§ **WORK REQUIRED**
Print verbatim the lines of the entries from the one containing "Could you point to the tree foliage" to the last, inclusive, and no others.

(Records from a collection)
Begin

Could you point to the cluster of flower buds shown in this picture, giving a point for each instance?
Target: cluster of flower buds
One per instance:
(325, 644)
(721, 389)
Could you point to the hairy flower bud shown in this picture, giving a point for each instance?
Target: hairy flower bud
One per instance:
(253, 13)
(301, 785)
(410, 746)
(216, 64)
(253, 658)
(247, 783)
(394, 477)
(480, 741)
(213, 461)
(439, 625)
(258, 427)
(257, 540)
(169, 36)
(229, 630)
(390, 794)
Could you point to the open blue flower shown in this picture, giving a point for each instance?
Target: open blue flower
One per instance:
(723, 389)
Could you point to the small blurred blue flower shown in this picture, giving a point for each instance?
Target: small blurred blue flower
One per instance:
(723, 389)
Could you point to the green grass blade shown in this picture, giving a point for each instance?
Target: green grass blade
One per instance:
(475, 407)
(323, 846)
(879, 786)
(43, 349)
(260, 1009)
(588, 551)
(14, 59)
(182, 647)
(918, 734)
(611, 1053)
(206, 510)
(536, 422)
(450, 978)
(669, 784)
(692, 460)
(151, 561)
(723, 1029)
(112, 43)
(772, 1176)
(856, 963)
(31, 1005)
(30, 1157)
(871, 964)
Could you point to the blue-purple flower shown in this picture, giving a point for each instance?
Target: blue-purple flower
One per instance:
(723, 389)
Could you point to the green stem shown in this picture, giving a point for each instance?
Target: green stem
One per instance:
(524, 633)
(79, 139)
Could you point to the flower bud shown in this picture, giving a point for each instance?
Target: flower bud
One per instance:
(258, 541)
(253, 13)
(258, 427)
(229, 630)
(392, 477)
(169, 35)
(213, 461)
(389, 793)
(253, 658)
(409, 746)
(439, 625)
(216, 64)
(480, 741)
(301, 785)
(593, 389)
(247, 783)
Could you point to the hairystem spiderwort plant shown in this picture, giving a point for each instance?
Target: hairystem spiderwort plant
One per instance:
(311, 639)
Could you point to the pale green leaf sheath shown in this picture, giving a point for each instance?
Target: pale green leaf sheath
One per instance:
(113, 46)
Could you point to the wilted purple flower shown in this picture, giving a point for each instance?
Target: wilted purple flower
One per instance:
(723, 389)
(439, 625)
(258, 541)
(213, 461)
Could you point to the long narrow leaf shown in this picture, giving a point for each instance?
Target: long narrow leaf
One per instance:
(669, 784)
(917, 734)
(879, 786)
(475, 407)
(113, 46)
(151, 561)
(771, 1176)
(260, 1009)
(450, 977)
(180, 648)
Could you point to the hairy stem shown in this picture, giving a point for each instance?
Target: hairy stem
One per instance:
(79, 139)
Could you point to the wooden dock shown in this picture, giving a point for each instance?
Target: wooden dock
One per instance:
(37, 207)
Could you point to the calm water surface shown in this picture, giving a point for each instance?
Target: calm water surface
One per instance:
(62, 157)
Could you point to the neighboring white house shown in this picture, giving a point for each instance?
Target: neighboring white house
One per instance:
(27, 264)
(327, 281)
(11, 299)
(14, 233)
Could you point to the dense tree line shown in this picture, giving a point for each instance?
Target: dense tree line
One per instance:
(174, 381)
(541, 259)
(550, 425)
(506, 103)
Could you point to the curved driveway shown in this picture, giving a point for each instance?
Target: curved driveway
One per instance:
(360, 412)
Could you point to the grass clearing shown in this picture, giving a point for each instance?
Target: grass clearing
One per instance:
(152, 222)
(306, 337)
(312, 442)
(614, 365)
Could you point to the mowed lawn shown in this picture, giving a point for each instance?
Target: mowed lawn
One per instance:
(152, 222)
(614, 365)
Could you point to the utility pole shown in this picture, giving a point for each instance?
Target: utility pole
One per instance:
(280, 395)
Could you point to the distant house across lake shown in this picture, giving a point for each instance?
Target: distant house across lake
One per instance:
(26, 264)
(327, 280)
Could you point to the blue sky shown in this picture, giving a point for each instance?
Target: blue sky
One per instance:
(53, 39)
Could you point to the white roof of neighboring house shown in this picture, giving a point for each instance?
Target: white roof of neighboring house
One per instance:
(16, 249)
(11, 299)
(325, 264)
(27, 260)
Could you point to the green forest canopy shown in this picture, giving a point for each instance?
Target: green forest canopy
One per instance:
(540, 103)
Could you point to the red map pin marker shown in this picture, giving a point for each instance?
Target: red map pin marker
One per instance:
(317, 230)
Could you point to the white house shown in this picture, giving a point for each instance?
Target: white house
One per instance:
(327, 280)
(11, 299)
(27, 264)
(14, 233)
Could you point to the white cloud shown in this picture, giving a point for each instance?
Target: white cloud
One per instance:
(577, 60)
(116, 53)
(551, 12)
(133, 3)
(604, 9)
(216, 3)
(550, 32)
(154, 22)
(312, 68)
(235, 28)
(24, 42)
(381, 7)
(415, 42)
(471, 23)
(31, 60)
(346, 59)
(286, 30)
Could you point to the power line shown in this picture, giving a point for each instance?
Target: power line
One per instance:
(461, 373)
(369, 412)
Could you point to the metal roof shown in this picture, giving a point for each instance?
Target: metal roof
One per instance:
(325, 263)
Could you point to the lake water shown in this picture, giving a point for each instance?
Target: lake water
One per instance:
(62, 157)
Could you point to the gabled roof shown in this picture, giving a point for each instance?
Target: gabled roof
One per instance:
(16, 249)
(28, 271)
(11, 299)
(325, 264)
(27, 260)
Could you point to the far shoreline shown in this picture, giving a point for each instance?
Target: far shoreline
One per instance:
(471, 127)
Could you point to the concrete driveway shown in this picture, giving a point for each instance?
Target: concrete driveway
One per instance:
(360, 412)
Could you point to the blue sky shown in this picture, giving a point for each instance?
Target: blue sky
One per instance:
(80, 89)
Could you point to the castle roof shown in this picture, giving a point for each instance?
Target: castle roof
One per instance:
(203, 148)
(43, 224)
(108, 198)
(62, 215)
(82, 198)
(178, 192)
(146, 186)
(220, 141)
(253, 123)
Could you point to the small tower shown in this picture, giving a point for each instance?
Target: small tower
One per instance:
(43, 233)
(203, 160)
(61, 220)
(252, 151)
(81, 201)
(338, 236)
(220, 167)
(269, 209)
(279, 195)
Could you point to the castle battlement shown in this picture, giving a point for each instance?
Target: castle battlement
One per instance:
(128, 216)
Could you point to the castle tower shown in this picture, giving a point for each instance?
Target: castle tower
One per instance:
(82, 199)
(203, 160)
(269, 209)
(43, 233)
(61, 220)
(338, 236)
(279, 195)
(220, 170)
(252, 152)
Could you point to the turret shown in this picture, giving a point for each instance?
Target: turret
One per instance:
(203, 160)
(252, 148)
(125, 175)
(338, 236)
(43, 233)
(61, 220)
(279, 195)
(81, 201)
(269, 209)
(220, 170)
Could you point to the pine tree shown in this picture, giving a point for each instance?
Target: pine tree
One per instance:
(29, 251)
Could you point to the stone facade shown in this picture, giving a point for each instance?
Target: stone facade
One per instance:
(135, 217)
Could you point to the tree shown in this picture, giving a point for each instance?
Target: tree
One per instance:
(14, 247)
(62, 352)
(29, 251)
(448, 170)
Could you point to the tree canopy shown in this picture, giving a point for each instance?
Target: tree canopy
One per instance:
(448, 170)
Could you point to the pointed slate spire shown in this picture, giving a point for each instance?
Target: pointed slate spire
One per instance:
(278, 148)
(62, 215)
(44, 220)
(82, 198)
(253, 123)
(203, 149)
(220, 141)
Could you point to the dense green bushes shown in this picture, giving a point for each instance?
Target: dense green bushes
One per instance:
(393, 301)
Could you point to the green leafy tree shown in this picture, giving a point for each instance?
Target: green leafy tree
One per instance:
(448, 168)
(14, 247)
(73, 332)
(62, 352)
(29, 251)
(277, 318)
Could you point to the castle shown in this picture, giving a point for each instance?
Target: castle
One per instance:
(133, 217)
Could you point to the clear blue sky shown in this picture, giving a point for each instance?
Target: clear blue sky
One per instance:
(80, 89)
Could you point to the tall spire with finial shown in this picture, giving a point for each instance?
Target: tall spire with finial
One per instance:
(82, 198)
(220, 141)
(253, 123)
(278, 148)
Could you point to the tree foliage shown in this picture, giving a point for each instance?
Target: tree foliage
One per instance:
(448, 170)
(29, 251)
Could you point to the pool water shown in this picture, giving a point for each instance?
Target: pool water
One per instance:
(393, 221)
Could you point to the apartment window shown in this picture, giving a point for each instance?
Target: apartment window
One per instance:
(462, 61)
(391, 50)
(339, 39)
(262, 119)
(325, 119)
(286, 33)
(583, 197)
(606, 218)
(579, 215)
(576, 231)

End

§ **TASK OUTPUT**
Could you point to the tree foliage shown in this picture, giving a point for each instance?
Target: tree foliage
One per instance:
(448, 170)
(29, 251)
Could you point to the pool water shown in this picture, giving a point for each instance?
Target: pool water
One per instance:
(393, 221)
Could you point to the apartment window shown in this picture, giving a point for each instance?
Target: apartment window
One per instance:
(462, 61)
(391, 50)
(339, 39)
(262, 119)
(325, 119)
(286, 33)
(583, 197)
(606, 218)
(579, 215)
(576, 231)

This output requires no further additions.